▸ Given passage
My favorite persona to play as is The Nobleman, and I will be sad for an entire session if I have to play as anybody else. It pretty much doesn’t matter as all personas are merely skins with different kill animations, but I’ve grown attached to the way he walks, to the way he stalks, to the way he balks when spotting an incoming Templar. Plus, y’know, he’s got a clawhand:

The claaaaaaaaaaw!

Someone else seems to really like Assassin’s Creed: Brotherhood‘s multiplayer, and she doesn’t even play the game. That’s right. My darling wife Tara will literally stop whatever she is doing if she walks past the TV and sees me stalking a target. From there, she’ll be a second pair of eyes helping me out. I love it. We both also share a distaste for the crazies that like to run around on rooftops, screaming to all, “Here I am! Come stab me! Badger badger badger!”

If there’s one aspect that’s a little daunting and less loved, it’s the online multiplayer Achievements. A lot of them seem very tricky to pop, most relying either on boosting or an extreme downpour of luck. Here are three that I’m extremely proud of earning legitimately:


Needle in a Haystack (5G): Kill your target while hidden in a hay bale (Multiplayer Only).


Fast Learner (25G): Kill your target and escape your pursuer in less than 10 seconds (Multiplayer Only).

▸ Supplied entries
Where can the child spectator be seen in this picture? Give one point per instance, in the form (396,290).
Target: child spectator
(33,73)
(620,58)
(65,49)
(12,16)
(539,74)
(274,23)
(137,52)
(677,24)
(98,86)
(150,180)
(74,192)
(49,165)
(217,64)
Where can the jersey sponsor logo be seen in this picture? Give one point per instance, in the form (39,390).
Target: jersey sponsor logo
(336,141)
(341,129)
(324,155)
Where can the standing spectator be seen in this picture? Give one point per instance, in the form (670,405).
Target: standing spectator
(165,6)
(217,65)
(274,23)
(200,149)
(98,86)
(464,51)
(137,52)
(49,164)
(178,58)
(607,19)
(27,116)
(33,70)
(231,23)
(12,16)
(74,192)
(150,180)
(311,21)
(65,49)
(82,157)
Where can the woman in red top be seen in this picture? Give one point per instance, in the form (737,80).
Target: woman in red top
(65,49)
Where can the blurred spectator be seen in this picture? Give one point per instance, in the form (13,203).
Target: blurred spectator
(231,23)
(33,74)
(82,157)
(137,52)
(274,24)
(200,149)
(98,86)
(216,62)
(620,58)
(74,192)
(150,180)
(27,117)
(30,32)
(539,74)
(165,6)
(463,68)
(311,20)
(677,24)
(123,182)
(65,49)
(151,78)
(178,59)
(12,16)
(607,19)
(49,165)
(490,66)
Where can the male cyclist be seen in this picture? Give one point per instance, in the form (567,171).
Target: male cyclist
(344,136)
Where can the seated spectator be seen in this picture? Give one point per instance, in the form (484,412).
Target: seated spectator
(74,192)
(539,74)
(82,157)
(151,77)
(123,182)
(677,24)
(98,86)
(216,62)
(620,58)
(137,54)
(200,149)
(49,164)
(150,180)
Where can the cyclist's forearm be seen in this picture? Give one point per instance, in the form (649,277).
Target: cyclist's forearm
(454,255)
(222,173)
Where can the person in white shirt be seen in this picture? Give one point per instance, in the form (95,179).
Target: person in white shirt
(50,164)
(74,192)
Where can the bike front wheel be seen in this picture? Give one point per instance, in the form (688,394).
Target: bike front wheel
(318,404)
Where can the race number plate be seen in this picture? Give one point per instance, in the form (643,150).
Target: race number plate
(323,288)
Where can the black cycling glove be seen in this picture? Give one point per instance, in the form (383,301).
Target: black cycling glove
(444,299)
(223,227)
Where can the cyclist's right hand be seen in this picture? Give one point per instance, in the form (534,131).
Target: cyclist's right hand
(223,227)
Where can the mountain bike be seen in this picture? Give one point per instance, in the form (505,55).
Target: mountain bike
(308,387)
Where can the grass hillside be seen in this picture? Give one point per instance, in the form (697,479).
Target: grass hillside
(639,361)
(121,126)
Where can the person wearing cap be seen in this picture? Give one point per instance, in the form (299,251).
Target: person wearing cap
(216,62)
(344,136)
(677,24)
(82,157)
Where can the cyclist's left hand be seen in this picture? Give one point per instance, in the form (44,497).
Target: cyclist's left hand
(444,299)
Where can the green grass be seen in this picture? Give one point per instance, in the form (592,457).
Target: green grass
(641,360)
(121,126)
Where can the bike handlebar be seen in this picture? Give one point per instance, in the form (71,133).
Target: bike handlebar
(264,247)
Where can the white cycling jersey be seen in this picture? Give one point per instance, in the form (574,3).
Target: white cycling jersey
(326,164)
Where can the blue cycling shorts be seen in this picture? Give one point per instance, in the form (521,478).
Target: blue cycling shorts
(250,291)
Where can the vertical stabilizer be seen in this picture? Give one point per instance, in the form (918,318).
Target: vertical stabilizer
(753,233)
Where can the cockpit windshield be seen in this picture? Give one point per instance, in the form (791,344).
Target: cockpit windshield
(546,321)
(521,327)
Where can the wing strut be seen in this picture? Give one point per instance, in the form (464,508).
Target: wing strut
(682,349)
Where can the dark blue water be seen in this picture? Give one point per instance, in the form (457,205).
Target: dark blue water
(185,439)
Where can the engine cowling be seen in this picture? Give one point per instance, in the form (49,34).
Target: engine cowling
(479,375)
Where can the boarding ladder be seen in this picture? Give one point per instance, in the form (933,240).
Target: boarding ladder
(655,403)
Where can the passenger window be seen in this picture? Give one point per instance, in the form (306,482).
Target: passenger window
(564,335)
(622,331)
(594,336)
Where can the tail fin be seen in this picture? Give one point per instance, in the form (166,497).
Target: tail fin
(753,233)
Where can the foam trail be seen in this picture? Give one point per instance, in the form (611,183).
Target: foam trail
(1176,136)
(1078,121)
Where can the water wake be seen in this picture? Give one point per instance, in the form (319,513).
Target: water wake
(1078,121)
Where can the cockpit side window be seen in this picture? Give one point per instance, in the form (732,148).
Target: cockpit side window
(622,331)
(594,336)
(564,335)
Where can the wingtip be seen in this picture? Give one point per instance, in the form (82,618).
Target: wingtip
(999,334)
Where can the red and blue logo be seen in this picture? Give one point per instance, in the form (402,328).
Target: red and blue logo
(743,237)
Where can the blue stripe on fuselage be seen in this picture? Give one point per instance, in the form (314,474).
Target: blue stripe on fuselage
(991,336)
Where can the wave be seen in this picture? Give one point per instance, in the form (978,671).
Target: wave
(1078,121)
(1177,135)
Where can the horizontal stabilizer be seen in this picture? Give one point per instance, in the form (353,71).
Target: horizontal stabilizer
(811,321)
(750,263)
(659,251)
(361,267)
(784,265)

▸ Exercise tasks
a) In the Brotherhood multiplayer passage, which persona does the writer most like to play as?
b) Tally the lines of the records that contain the string "cyclist". Reply with the number only.

▸ Answers per task
a) The Nobleman.

b) 8